PROBLEM TO SOLVE: Your answer should contain every line of the records, transcribed word for word.

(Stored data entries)
* * *

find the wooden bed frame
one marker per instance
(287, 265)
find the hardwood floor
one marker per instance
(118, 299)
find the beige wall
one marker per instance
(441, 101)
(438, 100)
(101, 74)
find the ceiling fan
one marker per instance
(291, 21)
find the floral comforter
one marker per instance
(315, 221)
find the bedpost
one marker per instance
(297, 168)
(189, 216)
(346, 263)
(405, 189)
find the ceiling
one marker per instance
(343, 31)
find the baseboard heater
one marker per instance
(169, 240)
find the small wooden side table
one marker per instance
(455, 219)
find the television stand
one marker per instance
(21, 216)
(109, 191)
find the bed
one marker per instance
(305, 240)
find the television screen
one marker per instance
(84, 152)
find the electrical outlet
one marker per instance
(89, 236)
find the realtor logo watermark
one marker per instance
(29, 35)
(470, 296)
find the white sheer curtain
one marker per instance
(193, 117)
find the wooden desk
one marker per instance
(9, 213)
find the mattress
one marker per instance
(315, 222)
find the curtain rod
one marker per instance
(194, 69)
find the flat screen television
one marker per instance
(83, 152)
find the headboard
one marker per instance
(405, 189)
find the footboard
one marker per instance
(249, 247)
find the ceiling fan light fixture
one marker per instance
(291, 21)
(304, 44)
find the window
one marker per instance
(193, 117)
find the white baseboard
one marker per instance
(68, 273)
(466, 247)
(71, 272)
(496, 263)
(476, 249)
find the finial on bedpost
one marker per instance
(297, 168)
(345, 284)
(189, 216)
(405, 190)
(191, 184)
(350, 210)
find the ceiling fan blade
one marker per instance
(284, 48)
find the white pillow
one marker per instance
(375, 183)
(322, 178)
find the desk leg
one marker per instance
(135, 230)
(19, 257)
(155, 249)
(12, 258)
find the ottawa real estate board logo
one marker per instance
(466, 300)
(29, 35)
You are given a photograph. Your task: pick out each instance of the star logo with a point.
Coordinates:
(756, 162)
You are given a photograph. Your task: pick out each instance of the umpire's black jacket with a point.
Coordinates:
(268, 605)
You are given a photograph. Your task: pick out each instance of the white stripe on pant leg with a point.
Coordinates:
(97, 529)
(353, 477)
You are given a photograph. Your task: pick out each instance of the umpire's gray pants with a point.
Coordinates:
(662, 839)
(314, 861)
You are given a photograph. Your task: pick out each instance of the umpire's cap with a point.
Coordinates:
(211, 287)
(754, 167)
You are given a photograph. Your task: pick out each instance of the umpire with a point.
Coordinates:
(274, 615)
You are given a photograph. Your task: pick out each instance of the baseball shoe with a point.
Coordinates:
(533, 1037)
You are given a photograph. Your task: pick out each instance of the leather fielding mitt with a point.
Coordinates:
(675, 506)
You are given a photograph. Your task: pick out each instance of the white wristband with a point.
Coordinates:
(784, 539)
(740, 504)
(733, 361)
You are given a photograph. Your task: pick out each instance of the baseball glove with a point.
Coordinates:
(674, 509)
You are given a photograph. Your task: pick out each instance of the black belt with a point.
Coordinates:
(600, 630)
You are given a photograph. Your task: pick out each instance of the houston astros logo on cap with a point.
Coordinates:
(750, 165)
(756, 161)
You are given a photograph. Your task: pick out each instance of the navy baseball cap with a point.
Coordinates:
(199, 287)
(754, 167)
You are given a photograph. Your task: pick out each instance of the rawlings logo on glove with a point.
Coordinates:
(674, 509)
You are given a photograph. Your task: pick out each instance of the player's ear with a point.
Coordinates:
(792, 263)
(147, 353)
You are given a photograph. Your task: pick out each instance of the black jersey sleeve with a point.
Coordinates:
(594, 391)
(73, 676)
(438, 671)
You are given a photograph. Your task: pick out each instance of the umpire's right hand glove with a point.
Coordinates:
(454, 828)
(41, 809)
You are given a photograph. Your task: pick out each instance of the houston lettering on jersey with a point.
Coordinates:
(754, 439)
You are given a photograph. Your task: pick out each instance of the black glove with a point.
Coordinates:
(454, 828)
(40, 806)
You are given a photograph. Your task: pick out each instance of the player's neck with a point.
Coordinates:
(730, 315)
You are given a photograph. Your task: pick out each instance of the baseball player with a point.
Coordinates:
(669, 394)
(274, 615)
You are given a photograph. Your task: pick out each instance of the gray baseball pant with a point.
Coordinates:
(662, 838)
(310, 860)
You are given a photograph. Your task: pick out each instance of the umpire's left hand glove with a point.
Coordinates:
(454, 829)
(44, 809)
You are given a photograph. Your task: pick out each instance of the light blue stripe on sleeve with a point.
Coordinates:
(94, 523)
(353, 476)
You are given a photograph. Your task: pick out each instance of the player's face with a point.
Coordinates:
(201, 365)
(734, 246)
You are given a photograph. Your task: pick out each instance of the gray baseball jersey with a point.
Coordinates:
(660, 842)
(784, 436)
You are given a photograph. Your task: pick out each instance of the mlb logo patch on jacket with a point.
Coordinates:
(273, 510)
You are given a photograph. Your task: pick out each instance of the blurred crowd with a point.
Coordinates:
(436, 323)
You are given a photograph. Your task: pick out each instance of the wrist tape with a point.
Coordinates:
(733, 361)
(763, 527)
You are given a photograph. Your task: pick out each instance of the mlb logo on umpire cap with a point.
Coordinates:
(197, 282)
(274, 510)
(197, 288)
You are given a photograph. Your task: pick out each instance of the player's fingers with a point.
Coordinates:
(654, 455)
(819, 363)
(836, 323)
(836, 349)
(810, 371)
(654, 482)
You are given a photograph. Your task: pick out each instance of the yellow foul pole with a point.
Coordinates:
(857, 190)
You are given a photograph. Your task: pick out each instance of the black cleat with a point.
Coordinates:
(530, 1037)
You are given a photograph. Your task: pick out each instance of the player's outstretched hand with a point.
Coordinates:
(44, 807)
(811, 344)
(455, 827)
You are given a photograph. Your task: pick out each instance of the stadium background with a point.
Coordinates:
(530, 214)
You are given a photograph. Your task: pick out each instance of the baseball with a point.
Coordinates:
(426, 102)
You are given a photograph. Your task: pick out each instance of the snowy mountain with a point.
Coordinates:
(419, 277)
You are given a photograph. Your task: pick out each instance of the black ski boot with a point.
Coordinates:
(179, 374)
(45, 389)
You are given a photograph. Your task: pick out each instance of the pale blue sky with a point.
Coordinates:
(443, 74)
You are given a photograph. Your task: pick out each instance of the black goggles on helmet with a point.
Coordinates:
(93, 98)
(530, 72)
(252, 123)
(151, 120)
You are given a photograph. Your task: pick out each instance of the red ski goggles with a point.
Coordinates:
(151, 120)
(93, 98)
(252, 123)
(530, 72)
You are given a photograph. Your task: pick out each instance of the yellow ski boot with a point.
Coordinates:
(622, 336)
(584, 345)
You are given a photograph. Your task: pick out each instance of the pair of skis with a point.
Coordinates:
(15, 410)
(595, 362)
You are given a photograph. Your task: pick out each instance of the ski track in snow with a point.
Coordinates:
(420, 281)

* * *

REPLY TO THE EXERCISE:
find the wooden bed frame
one marker per instance
(287, 265)
find the hardwood floor
one marker per instance
(118, 299)
find the beige wall
one marker per instance
(441, 101)
(438, 100)
(101, 74)
find the ceiling fan
one marker per instance
(291, 21)
find the floral comforter
one marker per instance
(315, 221)
find the bedpost
one marker per instance
(297, 168)
(189, 216)
(346, 263)
(405, 189)
find the ceiling
one marker per instance
(343, 31)
find the baseboard heater
one marker per instance
(169, 240)
find the small wooden side table
one marker per instance
(455, 219)
find the television stand
one marker per instance
(21, 216)
(109, 191)
find the bed
one marker per instance
(305, 240)
find the television screen
one marker per instance
(84, 152)
find the electrical outlet
one marker per instance
(89, 236)
find the realtor logo watermark
one marker per instance
(29, 35)
(470, 296)
find the white sheer curtain
one marker per instance
(193, 117)
find the wooden desk
one marker per instance
(9, 213)
find the mattress
one marker per instance
(315, 222)
find the curtain rod
one marker per instance
(194, 69)
find the flat screen television
one marker per instance
(83, 152)
find the headboard
one marker per instance
(405, 189)
find the footboard
one marker per instance
(249, 247)
find the ceiling fan light fixture
one marker per instance
(291, 21)
(304, 44)
find the window
one marker per instance
(193, 117)
find the white baseboard
one marker per instance
(68, 273)
(466, 247)
(71, 272)
(496, 263)
(476, 249)
find the finial on bedpost
one marker per instance
(297, 168)
(345, 284)
(189, 216)
(405, 190)
(191, 184)
(350, 210)
find the ceiling fan blade
one marker per instance
(284, 48)
find the white pillow
one marker per instance
(375, 183)
(322, 178)
find the desk leg
one marker per instance
(135, 230)
(19, 257)
(155, 249)
(12, 258)
find the ottawa real estate board logo
one marker per instance
(466, 300)
(29, 35)
You are given a photograph. Your task: pick out each instance of the star logo with a point.
Coordinates:
(756, 162)
You are given a photograph. Your task: pick out each instance of the umpire's black jacket with a point.
Coordinates:
(268, 605)
You are given a photograph. Your task: pick out each instance of the white stripe on pant leg with a point.
Coordinates:
(97, 529)
(353, 477)
You are given a photograph. Your task: pick out each instance of the umpire's gray pants with a point.
Coordinates:
(662, 839)
(314, 861)
You are given a photograph. Your task: pick out each instance of the umpire's cap with a point.
Coordinates:
(211, 287)
(754, 167)
You are given a photograph. Your task: pick out each instance of the umpire with a point.
Coordinates:
(274, 615)
You are given a photograph. Your task: pick out each instance of the baseball shoe with a point.
Coordinates:
(533, 1037)
You are given a photograph. Your task: pick out each instance of the leather fielding mitt with a point.
Coordinates:
(675, 506)
You are given a photograph. Your task: pick out each instance of the white wristband with a point.
Coordinates:
(784, 539)
(740, 504)
(733, 361)
You are given a photograph. Your task: pick out each instance of the baseball glove with a point.
Coordinates:
(674, 509)
You are given a photograph. Your task: pick out each instance of the black belt with a point.
Coordinates:
(600, 630)
You are given a photograph. Your task: pick out each instance of the houston astros logo on cap with a point.
Coordinates:
(750, 165)
(756, 161)
You are given a photograph. Your task: pick out each instance of the navy baseball cap with a point.
Coordinates:
(199, 287)
(754, 167)
You are given a photograph. Your task: pick out each instance of the rawlings logo on glove with a point.
Coordinates:
(674, 509)
You are given a photograph. Your task: pick out each instance of the player's ear with a point.
Coordinates:
(792, 263)
(147, 353)
You are given a photograph. Your task: pick out each instance of the black jersey sleeve with a point.
Coordinates:
(594, 391)
(73, 676)
(438, 671)
You are given a photograph. Your task: pick out each instance of the umpire's right hand glove with a point.
Coordinates:
(454, 828)
(41, 809)
You are given a photograph. Your task: pick out each instance of the houston lettering on jersey with a point.
Coordinates:
(754, 439)
You are given a photograph. Your task: pick out each instance of the black glove with a point.
Coordinates:
(454, 828)
(40, 806)
You are given a photograph. Your task: pick out each instance of the player's neck with a point.
Coordinates:
(730, 315)
You are given a photograph. Your task: pick out each instance of the baseball player with a point.
Coordinates:
(669, 394)
(274, 615)
You are given a photograph. Your task: pick out each instance of the gray baseball pant with a point.
Coordinates:
(662, 838)
(310, 860)
You are given a photograph. Your task: pick out each instance of the umpire's left hand glove with a point.
Coordinates:
(454, 829)
(44, 809)
You are given a photograph. Your task: pick out each instance of the light blue stripe on sleeve with a point.
Coordinates:
(94, 523)
(353, 476)
You are given a photograph. Your task: pick out each instance of the player's face with a point.
Coordinates:
(201, 365)
(734, 246)
You are given a photograph. Your task: pick out each instance of the gray baseball jersey with a point.
Coordinates:
(660, 842)
(784, 436)
You are given a photograph. Your task: pick out each instance of the mlb logo patch on jacket with a point.
Coordinates:
(273, 510)
You are given a photograph. Your task: pick out each instance of the blurred crowd with a point.
Coordinates:
(436, 323)
You are given a photograph. Your task: pick out each instance of the wrist tape with a point.
Coordinates:
(733, 361)
(763, 527)
You are given a photograph. Your task: pick out each instance of the mlb logo on umpire cap with a point.
Coordinates:
(197, 282)
(274, 510)
(197, 288)
You are given a photograph. Your task: pick out each instance of the player's fingers with a point.
Coordinates:
(654, 455)
(819, 363)
(836, 323)
(836, 349)
(810, 371)
(654, 482)
You are given a photograph. Your task: pick out each instance of the yellow foul pole with a point.
Coordinates:
(857, 190)
You are given a photograph. Your task: pick out each instance of the black cleat with a point.
Coordinates:
(530, 1037)
You are given a photograph. Your task: pick out each instance of the player's outstretched hand with a point.
Coordinates:
(44, 807)
(811, 344)
(455, 827)
You are given a photograph. Your task: pick out each instance of the stadium background with a point.
Coordinates:
(530, 214)
You are given a photograph. Your task: pick out each instance of the baseball with a point.
Coordinates:
(426, 102)
You are given a photograph. Your task: pick out each instance of the snowy mountain with a point.
Coordinates:
(419, 277)
You are given a photograph. Your task: pick out each instance of the black ski boot with a point.
Coordinates:
(179, 374)
(45, 389)
You are given a photograph. Your task: pick out each instance of the pale blue sky with a point.
Coordinates:
(443, 74)
You are given a photograph. Your task: pick out each instance of the black goggles on helmet with a point.
Coordinates:
(93, 98)
(530, 72)
(252, 123)
(151, 120)
You are given a photograph. Your task: pick out each instance of the red ski goggles with a point.
Coordinates:
(151, 120)
(93, 98)
(252, 123)
(530, 72)
You are given a photograph. Your task: pick out each instance of the yellow ski boot with a point.
Coordinates:
(622, 336)
(584, 345)
You are given a photograph. Your task: pick out each instance of the pair of skis with a point.
Coordinates:
(15, 410)
(595, 362)
You are given a photograph. Your task: pick out each instance of the ski track in snow with a point.
Coordinates:
(420, 281)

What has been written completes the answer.